» **Task details**:
Count the lines of the listing below that contain the word "wooden" and reply with only that number.

---- Record set

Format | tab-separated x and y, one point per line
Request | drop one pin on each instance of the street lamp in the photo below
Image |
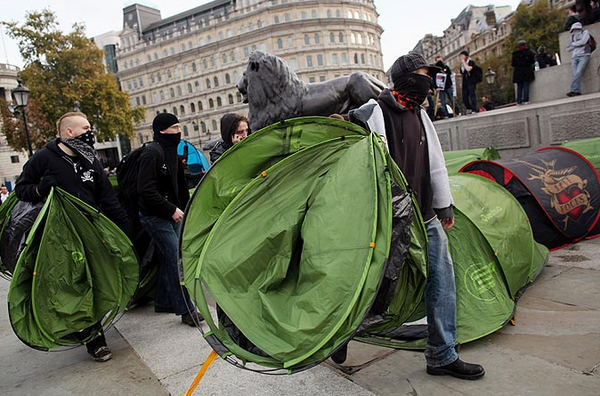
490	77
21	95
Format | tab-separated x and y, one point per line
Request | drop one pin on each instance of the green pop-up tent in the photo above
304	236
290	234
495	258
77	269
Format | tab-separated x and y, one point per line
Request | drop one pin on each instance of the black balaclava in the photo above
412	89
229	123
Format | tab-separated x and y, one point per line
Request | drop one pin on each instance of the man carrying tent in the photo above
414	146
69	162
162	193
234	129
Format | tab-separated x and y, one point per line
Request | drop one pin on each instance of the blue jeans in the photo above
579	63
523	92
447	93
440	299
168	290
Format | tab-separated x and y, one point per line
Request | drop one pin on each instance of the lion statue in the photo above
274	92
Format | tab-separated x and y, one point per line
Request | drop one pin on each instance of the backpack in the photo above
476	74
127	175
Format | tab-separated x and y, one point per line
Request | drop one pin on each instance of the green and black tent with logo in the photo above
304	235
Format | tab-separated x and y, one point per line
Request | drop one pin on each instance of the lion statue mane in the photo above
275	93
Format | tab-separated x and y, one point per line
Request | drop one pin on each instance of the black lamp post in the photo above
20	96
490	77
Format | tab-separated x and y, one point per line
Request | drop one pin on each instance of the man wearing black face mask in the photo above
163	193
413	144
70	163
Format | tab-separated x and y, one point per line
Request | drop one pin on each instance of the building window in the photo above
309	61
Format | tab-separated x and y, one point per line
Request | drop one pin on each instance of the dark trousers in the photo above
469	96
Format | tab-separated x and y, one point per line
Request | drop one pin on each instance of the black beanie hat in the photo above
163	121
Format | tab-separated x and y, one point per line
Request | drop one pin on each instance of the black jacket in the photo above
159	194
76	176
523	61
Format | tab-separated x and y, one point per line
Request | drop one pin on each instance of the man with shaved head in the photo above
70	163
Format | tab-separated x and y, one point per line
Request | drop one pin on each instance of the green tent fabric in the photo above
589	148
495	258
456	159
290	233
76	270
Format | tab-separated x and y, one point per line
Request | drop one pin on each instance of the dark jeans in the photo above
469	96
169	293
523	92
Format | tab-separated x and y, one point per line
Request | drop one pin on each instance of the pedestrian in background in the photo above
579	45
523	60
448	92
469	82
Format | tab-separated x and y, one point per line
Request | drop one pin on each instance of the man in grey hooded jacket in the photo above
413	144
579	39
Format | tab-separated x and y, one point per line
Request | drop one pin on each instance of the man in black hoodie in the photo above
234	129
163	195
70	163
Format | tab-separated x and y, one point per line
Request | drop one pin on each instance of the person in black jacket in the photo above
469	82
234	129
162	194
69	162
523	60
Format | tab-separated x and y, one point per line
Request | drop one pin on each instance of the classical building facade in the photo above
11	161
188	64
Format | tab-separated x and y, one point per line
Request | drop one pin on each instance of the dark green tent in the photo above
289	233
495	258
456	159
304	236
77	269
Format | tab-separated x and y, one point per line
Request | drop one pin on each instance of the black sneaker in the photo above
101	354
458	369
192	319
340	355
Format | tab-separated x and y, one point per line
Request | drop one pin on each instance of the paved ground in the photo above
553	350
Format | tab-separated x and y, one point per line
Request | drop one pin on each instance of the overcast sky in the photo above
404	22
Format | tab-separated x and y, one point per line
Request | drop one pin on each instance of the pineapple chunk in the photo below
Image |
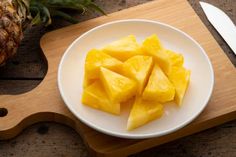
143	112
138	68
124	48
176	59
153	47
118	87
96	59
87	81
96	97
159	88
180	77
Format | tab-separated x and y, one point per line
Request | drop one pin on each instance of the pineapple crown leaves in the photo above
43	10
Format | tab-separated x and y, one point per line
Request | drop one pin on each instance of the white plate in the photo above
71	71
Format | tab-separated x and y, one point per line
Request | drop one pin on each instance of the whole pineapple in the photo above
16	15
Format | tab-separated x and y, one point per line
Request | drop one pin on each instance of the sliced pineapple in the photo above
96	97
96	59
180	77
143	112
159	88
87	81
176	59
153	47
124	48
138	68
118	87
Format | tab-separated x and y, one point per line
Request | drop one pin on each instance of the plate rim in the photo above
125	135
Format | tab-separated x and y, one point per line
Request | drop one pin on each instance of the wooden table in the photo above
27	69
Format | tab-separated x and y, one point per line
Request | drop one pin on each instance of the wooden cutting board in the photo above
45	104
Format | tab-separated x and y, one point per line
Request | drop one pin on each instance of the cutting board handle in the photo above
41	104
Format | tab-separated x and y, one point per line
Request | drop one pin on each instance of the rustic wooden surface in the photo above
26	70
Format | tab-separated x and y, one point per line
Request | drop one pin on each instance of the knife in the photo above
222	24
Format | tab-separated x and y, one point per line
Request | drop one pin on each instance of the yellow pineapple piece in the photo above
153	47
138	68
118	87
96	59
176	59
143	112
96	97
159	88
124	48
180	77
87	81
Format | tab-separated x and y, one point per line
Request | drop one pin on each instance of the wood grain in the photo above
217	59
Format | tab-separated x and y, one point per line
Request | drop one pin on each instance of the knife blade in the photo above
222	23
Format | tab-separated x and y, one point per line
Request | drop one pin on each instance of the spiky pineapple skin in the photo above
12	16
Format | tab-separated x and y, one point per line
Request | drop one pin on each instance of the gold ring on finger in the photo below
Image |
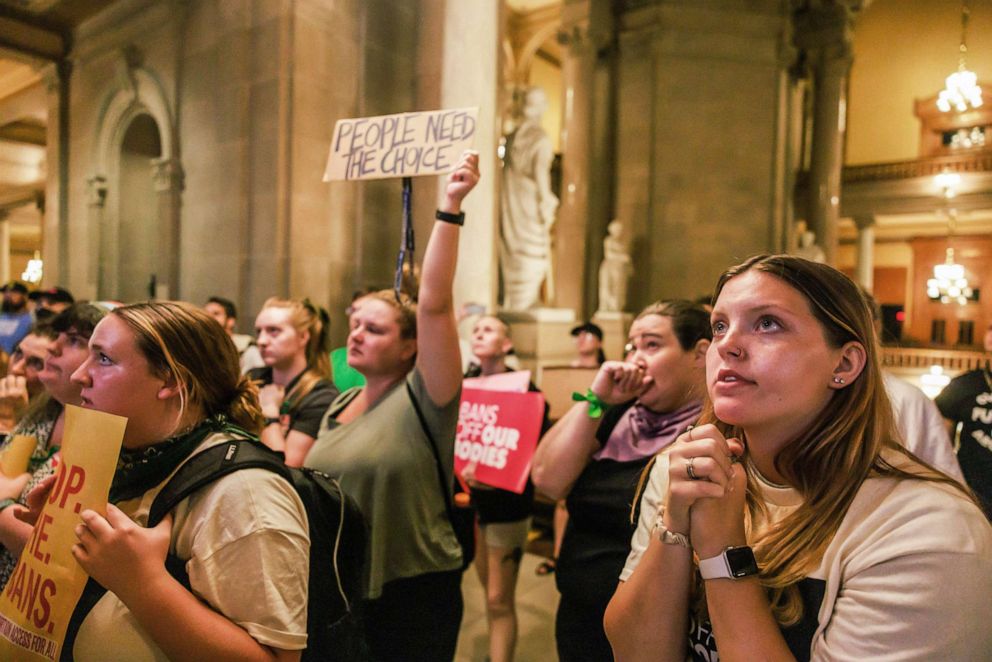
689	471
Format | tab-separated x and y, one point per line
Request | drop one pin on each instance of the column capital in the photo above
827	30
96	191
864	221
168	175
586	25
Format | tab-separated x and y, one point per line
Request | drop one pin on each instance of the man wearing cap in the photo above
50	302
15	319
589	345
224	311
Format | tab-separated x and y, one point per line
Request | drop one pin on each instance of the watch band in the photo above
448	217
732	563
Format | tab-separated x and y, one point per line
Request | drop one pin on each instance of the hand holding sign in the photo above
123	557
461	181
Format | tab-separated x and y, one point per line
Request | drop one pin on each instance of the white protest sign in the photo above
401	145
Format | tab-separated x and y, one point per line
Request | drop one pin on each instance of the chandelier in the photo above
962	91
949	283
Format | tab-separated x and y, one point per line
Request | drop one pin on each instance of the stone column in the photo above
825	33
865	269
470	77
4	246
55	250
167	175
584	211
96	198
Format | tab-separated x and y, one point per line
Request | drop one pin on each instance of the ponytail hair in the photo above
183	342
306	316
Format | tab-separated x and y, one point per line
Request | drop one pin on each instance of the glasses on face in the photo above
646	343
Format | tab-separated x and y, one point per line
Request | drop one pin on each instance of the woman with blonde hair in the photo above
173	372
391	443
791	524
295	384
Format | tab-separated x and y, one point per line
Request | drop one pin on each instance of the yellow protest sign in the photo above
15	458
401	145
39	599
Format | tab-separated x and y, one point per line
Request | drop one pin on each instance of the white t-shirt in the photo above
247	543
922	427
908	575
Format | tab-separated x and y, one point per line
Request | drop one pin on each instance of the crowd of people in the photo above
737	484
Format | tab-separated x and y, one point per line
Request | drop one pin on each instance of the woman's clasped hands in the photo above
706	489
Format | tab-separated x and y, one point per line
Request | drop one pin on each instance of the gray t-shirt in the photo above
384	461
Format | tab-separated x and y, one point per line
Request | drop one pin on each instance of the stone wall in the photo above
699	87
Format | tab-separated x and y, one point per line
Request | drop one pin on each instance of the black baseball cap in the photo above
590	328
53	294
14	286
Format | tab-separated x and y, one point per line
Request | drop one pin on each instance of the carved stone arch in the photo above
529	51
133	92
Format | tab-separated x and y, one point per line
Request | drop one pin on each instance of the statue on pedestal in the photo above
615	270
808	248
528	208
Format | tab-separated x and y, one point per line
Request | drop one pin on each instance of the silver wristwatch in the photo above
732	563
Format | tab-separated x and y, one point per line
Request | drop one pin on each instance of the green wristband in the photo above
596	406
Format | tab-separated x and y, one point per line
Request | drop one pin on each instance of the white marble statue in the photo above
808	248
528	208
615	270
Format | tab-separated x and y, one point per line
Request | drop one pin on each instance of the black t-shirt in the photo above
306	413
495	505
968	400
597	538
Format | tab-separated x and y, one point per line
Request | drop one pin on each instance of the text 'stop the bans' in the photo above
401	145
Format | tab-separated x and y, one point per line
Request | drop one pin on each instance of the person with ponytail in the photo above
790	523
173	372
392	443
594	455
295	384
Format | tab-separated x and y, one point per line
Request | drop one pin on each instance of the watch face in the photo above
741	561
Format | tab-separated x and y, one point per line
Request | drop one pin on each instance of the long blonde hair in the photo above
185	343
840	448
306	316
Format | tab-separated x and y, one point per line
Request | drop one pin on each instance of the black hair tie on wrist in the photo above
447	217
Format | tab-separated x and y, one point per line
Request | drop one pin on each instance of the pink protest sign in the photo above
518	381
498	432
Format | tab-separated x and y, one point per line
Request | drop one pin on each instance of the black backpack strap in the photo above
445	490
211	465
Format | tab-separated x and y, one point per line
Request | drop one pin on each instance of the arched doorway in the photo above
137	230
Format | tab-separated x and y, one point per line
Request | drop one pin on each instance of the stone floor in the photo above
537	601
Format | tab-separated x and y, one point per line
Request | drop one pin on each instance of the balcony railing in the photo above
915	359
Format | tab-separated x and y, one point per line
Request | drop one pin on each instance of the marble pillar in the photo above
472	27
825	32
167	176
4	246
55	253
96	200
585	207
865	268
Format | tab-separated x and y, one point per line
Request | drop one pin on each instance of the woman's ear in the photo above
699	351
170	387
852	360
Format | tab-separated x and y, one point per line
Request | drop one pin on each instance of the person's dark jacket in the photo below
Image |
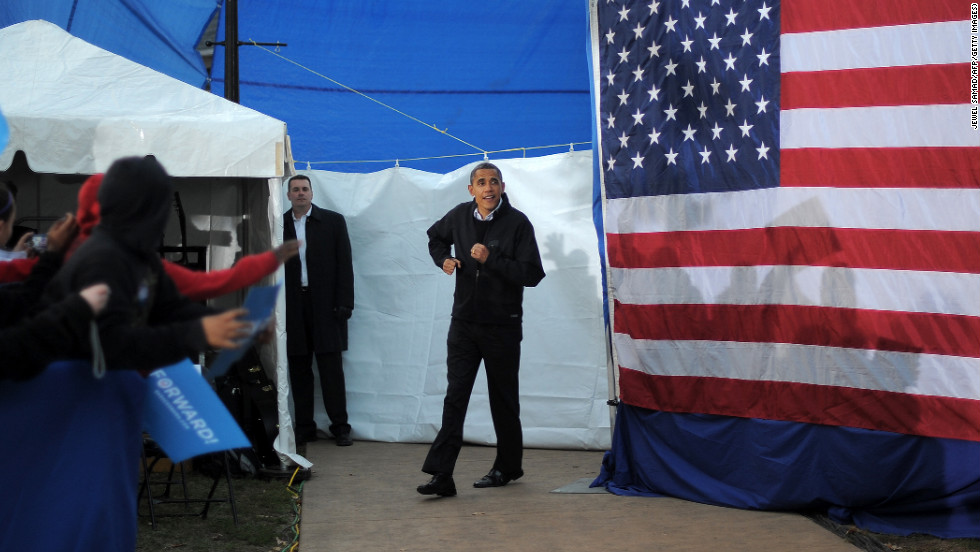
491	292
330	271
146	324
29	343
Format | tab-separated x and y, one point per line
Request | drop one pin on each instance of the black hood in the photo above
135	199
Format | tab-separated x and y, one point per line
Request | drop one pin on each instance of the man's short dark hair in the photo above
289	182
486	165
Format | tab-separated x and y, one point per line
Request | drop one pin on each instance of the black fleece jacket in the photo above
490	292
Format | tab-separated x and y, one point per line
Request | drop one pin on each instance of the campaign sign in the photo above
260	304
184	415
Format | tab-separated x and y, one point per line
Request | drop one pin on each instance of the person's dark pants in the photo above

--------

» **Expected answer**:
3